** START Excerpted data **
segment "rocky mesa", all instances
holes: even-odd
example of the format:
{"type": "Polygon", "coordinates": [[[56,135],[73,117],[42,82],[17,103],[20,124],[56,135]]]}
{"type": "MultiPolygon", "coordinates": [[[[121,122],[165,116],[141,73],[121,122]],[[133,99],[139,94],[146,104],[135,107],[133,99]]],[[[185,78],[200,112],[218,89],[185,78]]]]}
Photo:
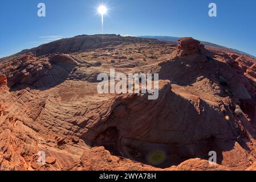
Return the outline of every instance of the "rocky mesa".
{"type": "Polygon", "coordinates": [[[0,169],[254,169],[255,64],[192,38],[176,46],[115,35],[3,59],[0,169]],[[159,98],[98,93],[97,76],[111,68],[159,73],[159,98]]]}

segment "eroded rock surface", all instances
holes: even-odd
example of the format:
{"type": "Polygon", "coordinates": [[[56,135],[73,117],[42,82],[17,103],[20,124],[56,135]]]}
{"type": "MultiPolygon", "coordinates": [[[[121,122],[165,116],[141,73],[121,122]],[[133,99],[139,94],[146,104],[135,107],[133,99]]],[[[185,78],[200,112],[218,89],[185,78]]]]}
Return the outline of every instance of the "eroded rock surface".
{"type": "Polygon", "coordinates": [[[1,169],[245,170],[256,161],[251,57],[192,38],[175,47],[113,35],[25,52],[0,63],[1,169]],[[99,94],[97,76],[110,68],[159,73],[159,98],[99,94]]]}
** END Excerpted data **
** START Excerpted data **
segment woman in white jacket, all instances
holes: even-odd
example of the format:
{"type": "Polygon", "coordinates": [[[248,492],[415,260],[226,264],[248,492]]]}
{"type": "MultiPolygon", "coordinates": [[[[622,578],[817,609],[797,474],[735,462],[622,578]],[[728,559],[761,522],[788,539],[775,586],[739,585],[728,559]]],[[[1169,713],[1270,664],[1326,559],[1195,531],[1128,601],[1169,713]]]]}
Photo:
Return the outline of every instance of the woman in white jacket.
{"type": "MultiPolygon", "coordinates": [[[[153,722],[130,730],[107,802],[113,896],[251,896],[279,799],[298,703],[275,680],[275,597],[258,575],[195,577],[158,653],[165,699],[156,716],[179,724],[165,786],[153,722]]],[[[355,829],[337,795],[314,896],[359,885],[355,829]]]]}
** END Excerpted data **
Reproduce, unchanged, the lines of the entries from the line with "segment woman in white jacket, all instances" up to and including the line with "Return the outline of every instance of the woman".

Result of the task:
segment woman in white jacket, all instances
holes: even-odd
example of the format:
{"type": "Polygon", "coordinates": [[[248,492],[415,260],[226,264],[248,492]]]}
{"type": "MultiPolygon", "coordinates": [[[[622,578],[817,609],[797,474],[735,462],[622,578]],[[728,559],[761,522],[788,539],[775,586],[739,585],[728,559]]],[[[1169,713],[1270,664],[1326,559],[1195,531],[1128,601],[1169,713]]]]}
Photo:
Return the outline of every instance of the woman in white jacket.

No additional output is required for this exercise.